Task objective » Reproduce each of the lines below verbatim, in the same order, without any alteration.

Some lines

------------------------------------------------------------

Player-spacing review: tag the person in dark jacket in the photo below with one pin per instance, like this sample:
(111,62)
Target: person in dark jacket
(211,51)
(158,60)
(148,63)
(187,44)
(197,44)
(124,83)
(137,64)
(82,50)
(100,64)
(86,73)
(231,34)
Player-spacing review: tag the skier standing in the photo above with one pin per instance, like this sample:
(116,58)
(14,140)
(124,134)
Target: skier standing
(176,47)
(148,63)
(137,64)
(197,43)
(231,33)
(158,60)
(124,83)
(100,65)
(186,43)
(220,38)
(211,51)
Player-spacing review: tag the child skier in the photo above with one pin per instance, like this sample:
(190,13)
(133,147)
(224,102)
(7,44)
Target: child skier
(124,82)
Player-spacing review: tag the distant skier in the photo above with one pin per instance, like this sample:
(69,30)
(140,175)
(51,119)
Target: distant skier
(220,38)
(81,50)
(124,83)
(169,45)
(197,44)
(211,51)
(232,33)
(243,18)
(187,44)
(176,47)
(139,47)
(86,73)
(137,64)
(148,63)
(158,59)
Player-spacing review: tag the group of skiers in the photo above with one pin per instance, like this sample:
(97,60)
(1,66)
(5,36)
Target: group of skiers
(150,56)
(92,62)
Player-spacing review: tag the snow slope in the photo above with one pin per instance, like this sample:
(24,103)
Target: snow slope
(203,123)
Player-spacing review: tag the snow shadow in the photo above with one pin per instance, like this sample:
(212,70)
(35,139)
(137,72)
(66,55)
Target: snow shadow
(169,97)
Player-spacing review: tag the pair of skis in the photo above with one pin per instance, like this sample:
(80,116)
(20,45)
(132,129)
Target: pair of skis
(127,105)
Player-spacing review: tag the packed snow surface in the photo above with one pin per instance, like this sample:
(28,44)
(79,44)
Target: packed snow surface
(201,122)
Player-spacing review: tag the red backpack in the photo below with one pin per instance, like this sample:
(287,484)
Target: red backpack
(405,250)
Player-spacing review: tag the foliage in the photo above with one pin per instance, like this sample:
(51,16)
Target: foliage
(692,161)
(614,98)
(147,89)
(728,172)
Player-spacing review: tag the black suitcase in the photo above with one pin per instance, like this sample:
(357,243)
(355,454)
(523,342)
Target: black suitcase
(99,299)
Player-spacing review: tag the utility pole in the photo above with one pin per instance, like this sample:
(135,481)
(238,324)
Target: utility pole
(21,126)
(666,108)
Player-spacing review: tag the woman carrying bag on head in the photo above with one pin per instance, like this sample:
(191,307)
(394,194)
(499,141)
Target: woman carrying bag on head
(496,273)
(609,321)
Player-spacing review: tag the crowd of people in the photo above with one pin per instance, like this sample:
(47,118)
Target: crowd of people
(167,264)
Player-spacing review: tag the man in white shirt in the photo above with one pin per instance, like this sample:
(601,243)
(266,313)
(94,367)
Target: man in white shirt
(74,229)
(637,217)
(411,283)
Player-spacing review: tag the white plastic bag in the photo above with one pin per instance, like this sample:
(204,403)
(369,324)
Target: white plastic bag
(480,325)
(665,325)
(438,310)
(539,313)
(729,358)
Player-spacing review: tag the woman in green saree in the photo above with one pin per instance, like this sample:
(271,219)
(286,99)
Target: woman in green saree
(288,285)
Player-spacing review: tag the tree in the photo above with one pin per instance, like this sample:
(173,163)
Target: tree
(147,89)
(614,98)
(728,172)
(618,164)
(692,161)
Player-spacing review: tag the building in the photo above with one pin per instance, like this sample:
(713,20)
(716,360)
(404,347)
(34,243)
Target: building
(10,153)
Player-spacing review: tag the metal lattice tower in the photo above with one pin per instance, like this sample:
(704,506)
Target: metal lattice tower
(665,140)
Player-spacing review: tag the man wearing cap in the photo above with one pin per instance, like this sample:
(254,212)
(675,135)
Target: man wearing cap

------------------------------------------------------------

Answer to this problem »
Player-spacing review: tag the person in dark jacket in the photo below with one pin per instance, like this sample:
(111,62)
Target: person in dark jacket
(211,51)
(158,60)
(148,63)
(187,44)
(197,44)
(124,83)
(137,64)
(82,50)
(100,64)
(86,73)
(231,34)
Player-spacing review: tag the skier standing in the photo above with one pin per instance, like this sample:
(116,58)
(14,140)
(124,134)
Target: skier standing
(176,47)
(148,63)
(137,64)
(197,43)
(231,33)
(158,60)
(124,83)
(100,65)
(186,43)
(220,38)
(211,51)
Player-spacing review: tag the child skier in the photo above with one pin per instance, like this sample:
(190,13)
(133,147)
(224,102)
(7,44)
Target: child skier
(124,82)
Player-spacing review: tag the distant skier in the photo above with one pin per instance, like this sample:
(69,30)
(140,175)
(51,119)
Target: distant skier
(220,38)
(81,50)
(124,83)
(169,45)
(197,44)
(211,51)
(232,33)
(243,18)
(187,44)
(176,47)
(139,47)
(86,73)
(137,64)
(148,63)
(158,59)
Player-spacing review: tag the group of skiers in the photo above with one pin per instance, like this sample:
(97,60)
(1,66)
(5,36)
Target: group of skiers
(150,56)
(92,62)
Player-spacing review: tag the snow slope in the photo above with one pin per instance, like this sample:
(24,103)
Target: snow slope
(203,123)
Player-spacing review: tag the snow shadow in the photo above with one pin per instance, like this sample:
(212,70)
(35,139)
(137,72)
(66,55)
Target: snow shadow
(169,97)
Player-spacing review: tag the pair of skis in the photo above with one pin per instance, like this sample:
(80,116)
(20,45)
(132,129)
Target: pair of skis
(127,105)
Player-spacing review: tag the packed snow surface in the photo above with one pin per instance, like this sample:
(28,44)
(79,44)
Target: packed snow surface
(201,122)
Player-spacing review: tag the red backpack in the photo below with one pin per instance, like this sample:
(287,484)
Target: red backpack
(405,250)
Player-spacing review: tag the foliage in the photo above with one pin per instance, like this sample:
(51,16)
Target: foliage
(692,161)
(614,98)
(147,89)
(728,172)
Player-spacing review: tag the black suitcase in the photo above with one pin per instance, like this sample:
(357,243)
(355,454)
(523,342)
Target: black suitcase
(99,299)
Player-spacing review: tag the utility pole in the photo above with one pin per instance, like this sample:
(135,481)
(238,324)
Target: utility pole
(21,126)
(666,108)
Player-spacing review: tag the woman carrying bag on head in the photo above with one pin per instance, like this sample:
(191,307)
(394,194)
(499,141)
Target: woman carrying bag on head
(496,273)
(609,321)
Player-spacing review: tag the crowd of people in the photo above with one pin per instance, like this sample:
(47,118)
Target: crowd of people
(167,264)
Player-spacing review: tag the man in white shirt in the photo above with one pin per instance, like this sample:
(601,243)
(266,313)
(94,367)
Target: man in white shirt
(74,229)
(637,217)
(411,283)
Player-spacing review: tag the white plastic bag in the photo above with one pin per instance, like this sample:
(204,403)
(369,324)
Target: white plastic bag
(480,325)
(665,325)
(438,310)
(539,313)
(729,358)
Player-spacing review: tag the woman in green saree in the photo above with one pin per instance, like this sample:
(271,219)
(286,99)
Target: woman in green saree
(288,285)
Player-spacing review: tag the tree in the photo above with one pin per instance, like this sample:
(173,163)
Target: tree
(147,89)
(614,98)
(728,172)
(618,164)
(692,161)
Player-spacing review: tag the building in the photo above with one pin per instance, like this sample:
(713,20)
(716,360)
(404,347)
(34,243)
Target: building
(10,153)
Player-spacing review: tag the metal lattice tower in the photo above with one pin per instance, like this sample:
(704,506)
Target: metal lattice tower
(665,140)
Player-spacing review: tag the man wearing cap in the photo above with one pin per instance, like this sample:
(254,212)
(675,135)
Target: man wearing cap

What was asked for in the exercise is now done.